___ Provided information ___

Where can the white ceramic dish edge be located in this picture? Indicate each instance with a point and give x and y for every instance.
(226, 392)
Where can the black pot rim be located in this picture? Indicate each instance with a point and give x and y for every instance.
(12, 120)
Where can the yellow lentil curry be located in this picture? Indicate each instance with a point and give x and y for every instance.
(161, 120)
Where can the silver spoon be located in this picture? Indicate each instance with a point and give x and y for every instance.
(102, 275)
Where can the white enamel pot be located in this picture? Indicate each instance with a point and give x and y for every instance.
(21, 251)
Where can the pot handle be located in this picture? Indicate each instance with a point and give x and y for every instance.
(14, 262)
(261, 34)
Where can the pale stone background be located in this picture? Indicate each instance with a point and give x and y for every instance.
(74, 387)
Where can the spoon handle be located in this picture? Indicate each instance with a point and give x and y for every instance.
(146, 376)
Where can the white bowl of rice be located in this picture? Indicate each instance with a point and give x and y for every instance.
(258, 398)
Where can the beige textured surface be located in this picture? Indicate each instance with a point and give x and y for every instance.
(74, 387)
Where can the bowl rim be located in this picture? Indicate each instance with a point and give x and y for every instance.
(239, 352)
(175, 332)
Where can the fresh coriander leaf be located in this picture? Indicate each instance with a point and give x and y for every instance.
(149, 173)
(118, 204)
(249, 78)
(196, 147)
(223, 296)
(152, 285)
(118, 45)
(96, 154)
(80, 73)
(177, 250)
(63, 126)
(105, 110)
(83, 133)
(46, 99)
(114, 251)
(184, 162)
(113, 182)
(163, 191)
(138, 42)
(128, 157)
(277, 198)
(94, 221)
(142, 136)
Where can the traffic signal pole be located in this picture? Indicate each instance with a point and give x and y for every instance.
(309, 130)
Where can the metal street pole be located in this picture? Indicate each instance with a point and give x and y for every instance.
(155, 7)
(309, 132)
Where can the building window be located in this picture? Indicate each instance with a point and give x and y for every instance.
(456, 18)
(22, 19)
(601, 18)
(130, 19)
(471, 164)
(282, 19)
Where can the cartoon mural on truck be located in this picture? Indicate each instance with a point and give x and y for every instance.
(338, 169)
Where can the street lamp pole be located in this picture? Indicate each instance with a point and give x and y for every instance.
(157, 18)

___

■ Aim of the task:
Your answer should consist of the lines from the line with "Where can the cartoon" through the last line of the data, set down exactly, both included.

■ Answer to the exercise:
Where can the cartoon mural on truck be located in this picture? Indicate each instance with a point and give x and y for every instance.
(338, 169)
Where can the street lamp pole be located in this picture? Indicate each instance with a point and give x and y for every instance.
(157, 18)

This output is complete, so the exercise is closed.